Written instruction
Every line from the one with "Can you see the sponsor" to the end of the data needs to be copied exactly, and no line before it.

Data provided
|---|
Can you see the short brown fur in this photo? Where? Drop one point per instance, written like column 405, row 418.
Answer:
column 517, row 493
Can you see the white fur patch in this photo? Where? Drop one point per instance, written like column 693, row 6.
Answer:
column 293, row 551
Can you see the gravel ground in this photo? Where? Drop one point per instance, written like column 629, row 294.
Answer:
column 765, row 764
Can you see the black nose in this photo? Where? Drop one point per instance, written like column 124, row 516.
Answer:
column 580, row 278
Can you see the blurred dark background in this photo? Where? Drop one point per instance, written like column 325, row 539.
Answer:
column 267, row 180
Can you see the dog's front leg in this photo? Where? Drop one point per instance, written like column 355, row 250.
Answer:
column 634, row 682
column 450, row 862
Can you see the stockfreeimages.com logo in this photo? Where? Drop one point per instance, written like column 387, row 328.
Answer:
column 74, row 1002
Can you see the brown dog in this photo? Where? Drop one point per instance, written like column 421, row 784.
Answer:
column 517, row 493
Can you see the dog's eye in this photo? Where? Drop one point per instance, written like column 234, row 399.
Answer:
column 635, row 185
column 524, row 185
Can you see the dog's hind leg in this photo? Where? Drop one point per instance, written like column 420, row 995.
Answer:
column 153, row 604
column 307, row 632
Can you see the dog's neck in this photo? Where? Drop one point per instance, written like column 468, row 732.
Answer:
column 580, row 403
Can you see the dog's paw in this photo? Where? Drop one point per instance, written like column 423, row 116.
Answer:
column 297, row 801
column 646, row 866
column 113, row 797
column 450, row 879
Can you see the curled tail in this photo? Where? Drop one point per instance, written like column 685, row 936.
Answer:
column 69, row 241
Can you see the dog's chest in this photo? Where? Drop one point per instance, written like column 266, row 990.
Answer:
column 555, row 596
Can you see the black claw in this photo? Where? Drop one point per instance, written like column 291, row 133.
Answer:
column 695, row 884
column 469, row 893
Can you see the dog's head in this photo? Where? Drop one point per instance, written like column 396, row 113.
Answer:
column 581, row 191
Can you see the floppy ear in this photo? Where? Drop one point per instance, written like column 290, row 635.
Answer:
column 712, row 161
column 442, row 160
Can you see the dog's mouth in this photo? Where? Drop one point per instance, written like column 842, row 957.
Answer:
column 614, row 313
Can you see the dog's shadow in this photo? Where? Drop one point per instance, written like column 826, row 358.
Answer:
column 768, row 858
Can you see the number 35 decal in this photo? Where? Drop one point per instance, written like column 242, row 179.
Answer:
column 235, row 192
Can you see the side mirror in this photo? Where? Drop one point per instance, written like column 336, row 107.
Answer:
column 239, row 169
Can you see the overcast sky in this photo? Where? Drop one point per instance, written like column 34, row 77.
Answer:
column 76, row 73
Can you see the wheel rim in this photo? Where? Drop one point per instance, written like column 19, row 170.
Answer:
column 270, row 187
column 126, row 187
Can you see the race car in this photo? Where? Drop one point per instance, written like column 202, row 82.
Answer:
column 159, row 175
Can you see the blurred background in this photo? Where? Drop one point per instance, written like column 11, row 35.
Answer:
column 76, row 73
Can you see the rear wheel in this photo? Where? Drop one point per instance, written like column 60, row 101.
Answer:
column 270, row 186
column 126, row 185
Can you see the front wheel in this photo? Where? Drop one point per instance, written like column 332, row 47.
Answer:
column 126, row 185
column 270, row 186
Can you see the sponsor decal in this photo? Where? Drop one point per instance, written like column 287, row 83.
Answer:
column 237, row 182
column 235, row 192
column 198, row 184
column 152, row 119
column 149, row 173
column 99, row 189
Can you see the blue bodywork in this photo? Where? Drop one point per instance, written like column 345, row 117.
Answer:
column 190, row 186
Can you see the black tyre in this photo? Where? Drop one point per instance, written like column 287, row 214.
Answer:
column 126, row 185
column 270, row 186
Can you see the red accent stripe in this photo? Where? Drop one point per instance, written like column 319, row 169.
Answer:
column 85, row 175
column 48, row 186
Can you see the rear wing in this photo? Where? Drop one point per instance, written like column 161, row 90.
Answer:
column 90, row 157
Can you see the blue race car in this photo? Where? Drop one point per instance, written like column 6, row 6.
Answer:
|---|
Task output
Can you see the sponsor decal in this photo? Where? Drop one point per instance, written like column 287, row 83.
Answer:
column 237, row 182
column 235, row 192
column 198, row 184
column 152, row 119
column 149, row 173
column 99, row 189
Can you see the blue bodywork in this photo? Where? Drop one point per instance, written like column 345, row 117.
Answer:
column 190, row 186
Can you see the black tyre in this photo? Where? Drop one point per instance, written like column 287, row 214.
Answer:
column 126, row 185
column 270, row 186
Can you see the red accent stripe in this photo? Where? Drop one point per instance, written like column 319, row 169.
Answer:
column 85, row 175
column 48, row 186
Can you see the rear wing in this photo? Where? Drop one point per instance, written like column 161, row 90.
Answer:
column 90, row 157
Can you see the blue race car in this photo? Where? Drop one point per instance, written like column 6, row 6.
Answer:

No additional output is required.